== Text section ==

--- START ---

'What would Larry do?'

He was around when women weren't allowed to attend the University. He remembered when Memorial Gymnasium used to be the basketball team's home. He could recall how it used to be legal to drink alcohol in Newcomb Hall. In fact, his first year at the University was the same year Newcomb Hall opened.

Lazarus "Larry" Powell, Newcomb Hall's Building Manager and a keeper of Newcomb's history, passed away the night of Oct. 31 from pneumonia at the age of 64. The loss of such a prominent figure in Newcomb Hall came as quite a shock to the students and staff that knew him well.

"Because [Powell] had had similar respiratory problems in the past, we were concerned when he fell ill, but we expected him to come back to work at some point," Newcomb Hall Director Bill Ashby said.

On the morning of Nov. 1, Ashby said he received a call from Powell's daughter, notifying him that Powell had died the night before.

"We gathered as a staff that morning and the general feeling was just of shock and emptiness," Ashby said. "When you lose someone that was here every day for 23 years, there's no other way to describe it."

Powell first came to the University in 1958 as a student, but on Oct. 1, 1982, he became the building manager of Newcomb. He only recently had his 23rd anniversary of working as Newcomb's building manager, but he had been a part of the Charlottesville and University communities for 47 years.

"What was really special about Larry, he lived walking distance from Newcomb Hall -- he lived his life in a pretty compact circle, and he really believed in Newcomb as the center of that community," Ashby said. "He thought of this as a place where the faculty, students and staff could all get together as a community -- you could just see that in the way he lived his life. He believed in what this building stood for."

--- END ---

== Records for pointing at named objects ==
--- START ---

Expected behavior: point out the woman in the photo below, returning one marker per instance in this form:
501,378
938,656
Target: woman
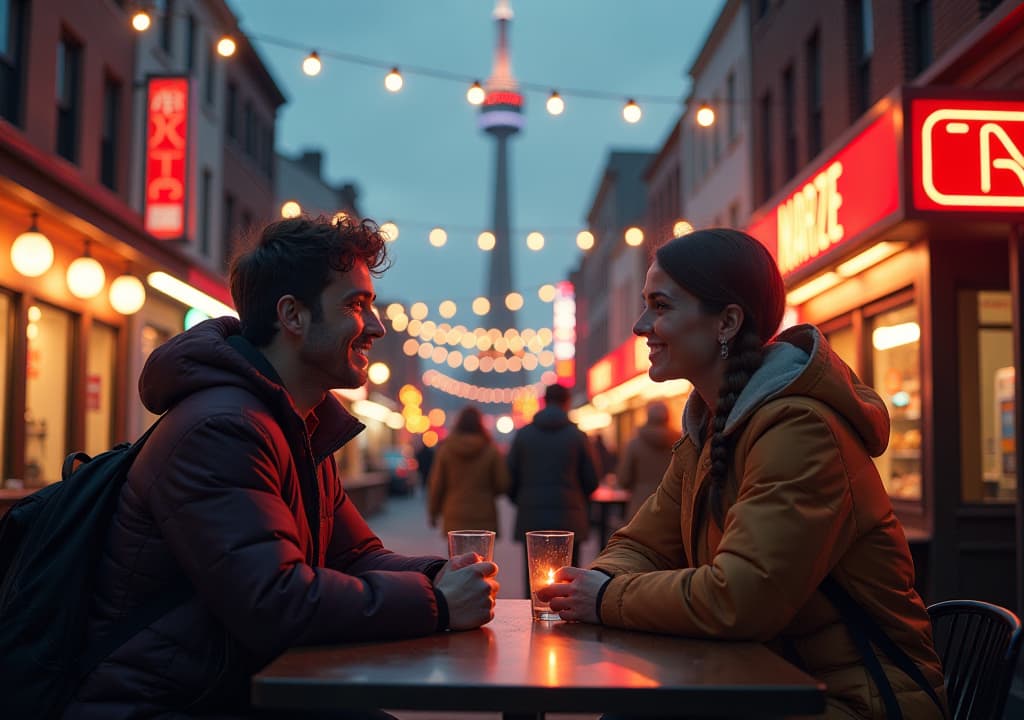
468,473
771,490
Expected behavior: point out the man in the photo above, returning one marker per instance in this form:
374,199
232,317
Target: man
647,456
236,495
552,472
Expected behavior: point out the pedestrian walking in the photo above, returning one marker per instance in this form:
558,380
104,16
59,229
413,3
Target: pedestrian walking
772,523
553,472
467,476
646,457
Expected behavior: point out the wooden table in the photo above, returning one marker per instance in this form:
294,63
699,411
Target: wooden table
607,498
523,668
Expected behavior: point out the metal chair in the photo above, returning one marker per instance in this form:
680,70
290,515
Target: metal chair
978,643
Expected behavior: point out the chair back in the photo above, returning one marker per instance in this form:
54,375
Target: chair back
978,643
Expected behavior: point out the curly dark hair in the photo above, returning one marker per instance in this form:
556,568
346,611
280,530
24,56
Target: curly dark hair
296,257
722,266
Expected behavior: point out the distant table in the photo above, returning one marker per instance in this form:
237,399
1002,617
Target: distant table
523,668
607,498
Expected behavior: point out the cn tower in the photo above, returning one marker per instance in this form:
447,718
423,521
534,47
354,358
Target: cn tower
501,117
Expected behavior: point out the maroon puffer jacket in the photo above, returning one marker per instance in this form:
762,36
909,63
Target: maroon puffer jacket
231,495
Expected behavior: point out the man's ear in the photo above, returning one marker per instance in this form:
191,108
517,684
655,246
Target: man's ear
730,322
293,318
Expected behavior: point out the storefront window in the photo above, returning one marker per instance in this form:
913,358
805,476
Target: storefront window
988,439
99,388
49,343
896,363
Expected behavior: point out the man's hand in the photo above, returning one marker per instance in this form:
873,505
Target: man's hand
573,594
469,587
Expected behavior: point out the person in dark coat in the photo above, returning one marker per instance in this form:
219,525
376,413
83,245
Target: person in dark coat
552,472
237,496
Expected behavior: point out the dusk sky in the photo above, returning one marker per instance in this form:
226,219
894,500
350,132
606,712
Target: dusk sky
417,156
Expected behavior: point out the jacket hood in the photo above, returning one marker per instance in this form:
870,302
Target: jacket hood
213,354
552,419
466,445
800,362
658,436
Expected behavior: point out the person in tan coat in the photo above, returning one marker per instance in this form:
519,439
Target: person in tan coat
466,477
646,457
771,497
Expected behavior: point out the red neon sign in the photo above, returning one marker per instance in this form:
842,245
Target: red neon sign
166,150
968,155
838,201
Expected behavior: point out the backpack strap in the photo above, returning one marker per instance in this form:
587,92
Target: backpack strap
865,631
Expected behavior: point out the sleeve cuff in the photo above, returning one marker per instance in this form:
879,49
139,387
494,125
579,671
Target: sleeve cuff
442,612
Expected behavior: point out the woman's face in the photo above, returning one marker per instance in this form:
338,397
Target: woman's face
683,341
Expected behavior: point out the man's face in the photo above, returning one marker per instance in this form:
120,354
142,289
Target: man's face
334,349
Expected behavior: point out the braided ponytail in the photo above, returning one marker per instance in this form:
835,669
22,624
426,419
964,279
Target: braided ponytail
745,357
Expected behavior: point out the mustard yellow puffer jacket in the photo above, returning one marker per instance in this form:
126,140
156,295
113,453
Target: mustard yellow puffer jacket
805,500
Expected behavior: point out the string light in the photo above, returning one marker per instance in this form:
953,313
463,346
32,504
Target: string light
311,66
393,80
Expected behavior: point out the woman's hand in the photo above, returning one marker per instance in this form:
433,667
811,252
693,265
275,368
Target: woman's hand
573,594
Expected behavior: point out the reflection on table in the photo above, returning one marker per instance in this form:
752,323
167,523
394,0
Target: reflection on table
524,668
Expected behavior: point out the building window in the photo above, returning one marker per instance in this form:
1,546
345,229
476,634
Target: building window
46,393
111,132
896,365
12,14
767,144
231,111
190,30
988,437
921,42
813,53
204,212
211,74
730,107
862,20
69,96
790,122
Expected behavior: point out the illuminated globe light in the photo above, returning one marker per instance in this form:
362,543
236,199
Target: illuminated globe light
127,294
437,237
632,112
448,308
706,116
379,373
585,240
226,46
475,94
32,253
311,66
681,227
85,278
481,305
485,241
393,80
418,310
141,20
436,417
513,301
555,103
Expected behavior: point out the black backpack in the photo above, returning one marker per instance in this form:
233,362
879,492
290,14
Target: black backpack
50,544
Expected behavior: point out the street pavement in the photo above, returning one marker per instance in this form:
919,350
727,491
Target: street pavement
402,526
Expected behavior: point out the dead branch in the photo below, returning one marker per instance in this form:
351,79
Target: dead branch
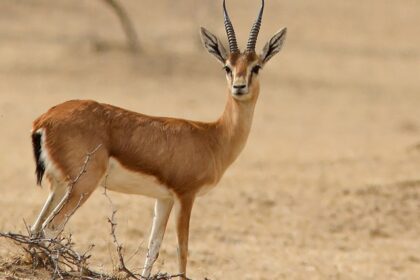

--- END ---

== Problems to work on ==
1. Answer these questions from the article about Larry Powell:
(a) What caused Powell's death?
(b) Who called Bill Ashby on the morning of Nov. 1?
(c) On what date did Powell become Newcomb's building manager?
2. Please sum up the article about Larry Powell in two sentences.
3. Carry on the article about Larry Powell from the point where it stops.

== Results in order ==
1.
(a) Pneumonia.
(b) Powell's daughter.
(c) Oct. 1, 1982.

2. Lazarus "Larry" Powell, Newcomb Hall's building manager since Oct. 1, 1982, and a keeper of its history, died of pneumonia on the night of Oct. 31 at the age of 64, shocking the students and staff who knew him. Newcomb Hall Director Bill Ashby recalled that Powell lived within walking distance of the building and believed in it as a place where faculty, students and staff could come together as a community.

3.
Ashby only began working as Director of Newcomb Hall in the fall of 2001, but there are others, like Information Desk Manager Shelly Ward, who knew Powell much longer -- Ward knew Powell for all of the 23 years he worked as Building Manager.

"He loved Halloween," she said, smiling fondly as she looked at the picture-collage memorial that she created in his honor. "I had a hard time finding serious pictures of him."

Although Ward said Powell was typically a serious person, he would randomly come up with "witty, off-the-wall" comments, as she described it, that no one was expecting to come from him.

Both Ward and Ashby emphasized that Powell really seemed to have an impact on the students he worked with. At Powell's memorial service, Ward noted that at least half of those in attendance were past or present University students.

If any further proof was needed, Newcomb Hall Building Attendant Supervisor and fourth-year College student Curran Jhanjee, who worked closely with Powell the past two-and-a-half years, talked of how Powell had quite an influence on him.

"I think it's hard to come to grips with him not being here just because he seemed to be a permanent fixture," Jhanjee said. "When I think of Newcomb, I think of Larry -- he's just part of the building. It's just harder to work, a lot of it's just because I've been working with him for so long, you kind of feel like you're working for him, not so much the building."

Jhanjee recalled the moment he heard that Powell had passed away: Jhanjee was at a career fair and, five minutes before he had a job interview scheduled to start, he received a phone call.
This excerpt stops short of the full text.